----- Records supplied -----

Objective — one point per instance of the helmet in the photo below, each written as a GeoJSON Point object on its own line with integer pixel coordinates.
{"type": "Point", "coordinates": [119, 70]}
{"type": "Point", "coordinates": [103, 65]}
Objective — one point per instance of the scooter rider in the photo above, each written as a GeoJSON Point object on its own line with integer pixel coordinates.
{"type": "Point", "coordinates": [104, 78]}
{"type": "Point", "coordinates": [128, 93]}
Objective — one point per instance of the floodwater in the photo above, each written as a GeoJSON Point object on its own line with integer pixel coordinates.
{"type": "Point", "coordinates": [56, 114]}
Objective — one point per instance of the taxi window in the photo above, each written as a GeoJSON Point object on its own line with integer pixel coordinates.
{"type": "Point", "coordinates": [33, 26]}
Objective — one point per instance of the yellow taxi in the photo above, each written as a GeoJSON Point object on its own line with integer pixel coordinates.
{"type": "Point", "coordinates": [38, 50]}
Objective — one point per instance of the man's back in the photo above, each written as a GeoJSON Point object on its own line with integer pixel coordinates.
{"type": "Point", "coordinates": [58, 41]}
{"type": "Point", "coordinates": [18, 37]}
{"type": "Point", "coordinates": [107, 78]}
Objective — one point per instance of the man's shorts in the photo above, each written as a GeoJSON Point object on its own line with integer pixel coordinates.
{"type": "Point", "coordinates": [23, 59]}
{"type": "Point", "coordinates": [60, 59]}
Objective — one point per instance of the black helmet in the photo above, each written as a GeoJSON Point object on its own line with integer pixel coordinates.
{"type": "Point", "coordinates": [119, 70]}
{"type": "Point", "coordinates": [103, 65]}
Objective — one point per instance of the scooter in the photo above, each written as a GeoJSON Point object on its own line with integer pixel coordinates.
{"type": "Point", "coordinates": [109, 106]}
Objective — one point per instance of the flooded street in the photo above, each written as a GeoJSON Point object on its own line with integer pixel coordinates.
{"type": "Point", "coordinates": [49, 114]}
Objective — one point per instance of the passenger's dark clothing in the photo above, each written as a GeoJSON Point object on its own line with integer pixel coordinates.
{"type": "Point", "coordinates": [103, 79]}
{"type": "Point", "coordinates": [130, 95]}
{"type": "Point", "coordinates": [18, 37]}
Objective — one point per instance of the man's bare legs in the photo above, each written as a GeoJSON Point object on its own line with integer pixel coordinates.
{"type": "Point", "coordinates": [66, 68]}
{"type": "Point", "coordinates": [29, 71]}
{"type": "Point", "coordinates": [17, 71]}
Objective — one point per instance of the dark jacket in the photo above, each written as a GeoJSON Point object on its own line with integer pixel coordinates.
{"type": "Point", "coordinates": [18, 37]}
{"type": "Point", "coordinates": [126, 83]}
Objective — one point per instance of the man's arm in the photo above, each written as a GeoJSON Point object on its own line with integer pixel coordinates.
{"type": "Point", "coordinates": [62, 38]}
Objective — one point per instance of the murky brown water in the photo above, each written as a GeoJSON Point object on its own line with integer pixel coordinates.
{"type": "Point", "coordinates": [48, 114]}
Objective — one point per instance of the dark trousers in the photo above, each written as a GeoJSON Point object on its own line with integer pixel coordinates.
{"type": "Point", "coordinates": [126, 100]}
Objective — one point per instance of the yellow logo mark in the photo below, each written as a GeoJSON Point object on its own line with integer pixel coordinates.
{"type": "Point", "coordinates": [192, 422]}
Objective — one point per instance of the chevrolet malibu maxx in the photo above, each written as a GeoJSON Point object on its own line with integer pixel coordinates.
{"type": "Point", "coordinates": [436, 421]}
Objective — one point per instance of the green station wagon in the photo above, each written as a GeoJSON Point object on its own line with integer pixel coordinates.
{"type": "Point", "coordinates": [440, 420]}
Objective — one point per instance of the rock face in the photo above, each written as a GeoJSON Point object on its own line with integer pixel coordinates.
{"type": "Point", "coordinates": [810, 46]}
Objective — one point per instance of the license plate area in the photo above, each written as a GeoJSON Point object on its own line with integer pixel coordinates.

-----

◆ Task prompt: Copy out all of the records shown above exactly.

◆ Answer below:
Objective — one point per instance of the helmet in the photo below, each written as a GeoJSON Point object on its own line with integer pixel coordinates.
{"type": "Point", "coordinates": [119, 70]}
{"type": "Point", "coordinates": [103, 65]}
Objective — one point per instance of the scooter rider in the photo above, each written as a GeoJSON Point object on its own line with integer pixel coordinates.
{"type": "Point", "coordinates": [104, 78]}
{"type": "Point", "coordinates": [128, 93]}
Objective — one point per instance of the floodwater in the photo above, each written as a GeoJSON Point object on its own line with integer pixel coordinates.
{"type": "Point", "coordinates": [56, 114]}
Objective — one point per instance of the taxi window in the photo above, each written as a GeoJSON Point object on its own line with integer pixel coordinates.
{"type": "Point", "coordinates": [33, 26]}
Objective — one point per instance of the yellow taxi in the photo above, each written as a GeoJSON Point object on its own line with integer pixel coordinates.
{"type": "Point", "coordinates": [38, 50]}
Objective — one point per instance of the man's back in the photo above, each written as a GeoJSON Point object on its own line with integer pixel coordinates.
{"type": "Point", "coordinates": [58, 41]}
{"type": "Point", "coordinates": [18, 37]}
{"type": "Point", "coordinates": [107, 78]}
Objective — one point per instance of the man's shorts in the photo above, each written as a GeoJSON Point object on its own line with integer pixel coordinates.
{"type": "Point", "coordinates": [23, 59]}
{"type": "Point", "coordinates": [60, 59]}
Objective — one point per instance of the black helmet in the photo above, each written as a GeoJSON Point object on its own line with integer pixel coordinates.
{"type": "Point", "coordinates": [119, 70]}
{"type": "Point", "coordinates": [103, 65]}
Objective — one point per instance of the scooter in the photo above, each written as a GeoJSON Point object on its own line with integer pixel coordinates.
{"type": "Point", "coordinates": [109, 106]}
Objective — one point per instance of the flooded street in the photo above, each written as a GeoJSON Point object on its own line with integer pixel coordinates.
{"type": "Point", "coordinates": [49, 114]}
Objective — one point per instance of the passenger's dark clothing in the photo above, each written as a GeoJSON Point object on its own line with integer pixel coordinates.
{"type": "Point", "coordinates": [103, 79]}
{"type": "Point", "coordinates": [130, 95]}
{"type": "Point", "coordinates": [18, 37]}
Objective — one point per instance of the man's bare legs in the photo above, each written as a GeoJSON Point object on its own line with integer pixel coordinates.
{"type": "Point", "coordinates": [66, 68]}
{"type": "Point", "coordinates": [29, 71]}
{"type": "Point", "coordinates": [17, 71]}
Objective — one point per instance of the dark jacket in the photo above, each written as a GeoJSON Point object on its own line with integer pixel coordinates.
{"type": "Point", "coordinates": [18, 37]}
{"type": "Point", "coordinates": [126, 83]}
Objective — one point per instance of the man's arm in the photo above, each written as a GeoJSON Point object on its own line with integer pixel coordinates.
{"type": "Point", "coordinates": [62, 38]}
Objective — one point per instance of the murky brown water in the photo above, each written as a GeoJSON Point object on its own line with integer pixel coordinates.
{"type": "Point", "coordinates": [48, 114]}
Objective — one point per instance of the dark trousers in the photo above, each written as a GeoJSON Point object on its own line with integer pixel coordinates.
{"type": "Point", "coordinates": [126, 100]}
Objective — one point per instance of the yellow logo mark in the photo below, each written as a GeoJSON Point object on its own line with integer pixel coordinates.
{"type": "Point", "coordinates": [192, 422]}
Objective — one point per instance of the chevrolet malibu maxx in the photo above, each written as a GeoJSON Point object on its own line with integer pixel coordinates.
{"type": "Point", "coordinates": [436, 421]}
Objective — one point per instance of the green station wagon in the photo above, each written as a GeoJSON Point object on its own line with integer pixel coordinates.
{"type": "Point", "coordinates": [440, 420]}
Objective — one point per instance of the rock face in the photo above, each written as a GeoJSON Point object on its own line with integer pixel coordinates.
{"type": "Point", "coordinates": [810, 46]}
Objective — one point per instance of the license plate area in the photo above, each written as a GeoJSON Point object on its own line with integer pixel coordinates.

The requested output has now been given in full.